**Task brief**:
Print each record below line for line, without the pictures.

__________________________________________________

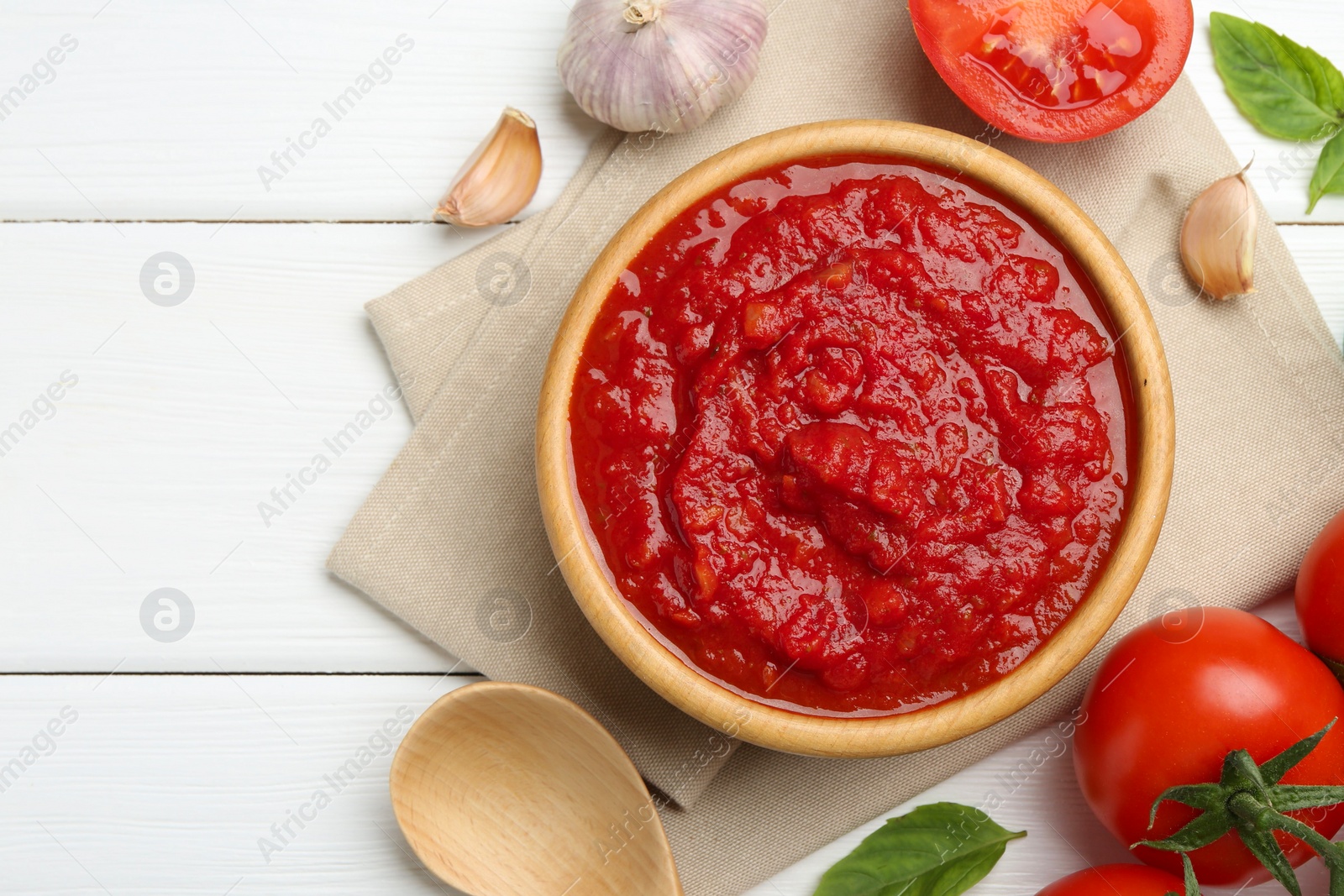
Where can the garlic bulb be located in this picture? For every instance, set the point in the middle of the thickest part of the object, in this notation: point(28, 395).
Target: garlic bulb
point(1218, 238)
point(660, 65)
point(499, 179)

__________________________________________________

**Solution to the exercise**:
Where can the garlic bulb be located in this picture? For every instance, set the point in the middle of the thickest part of the object, in this notation: point(28, 395).
Target: garlic bulb
point(1218, 238)
point(660, 65)
point(499, 179)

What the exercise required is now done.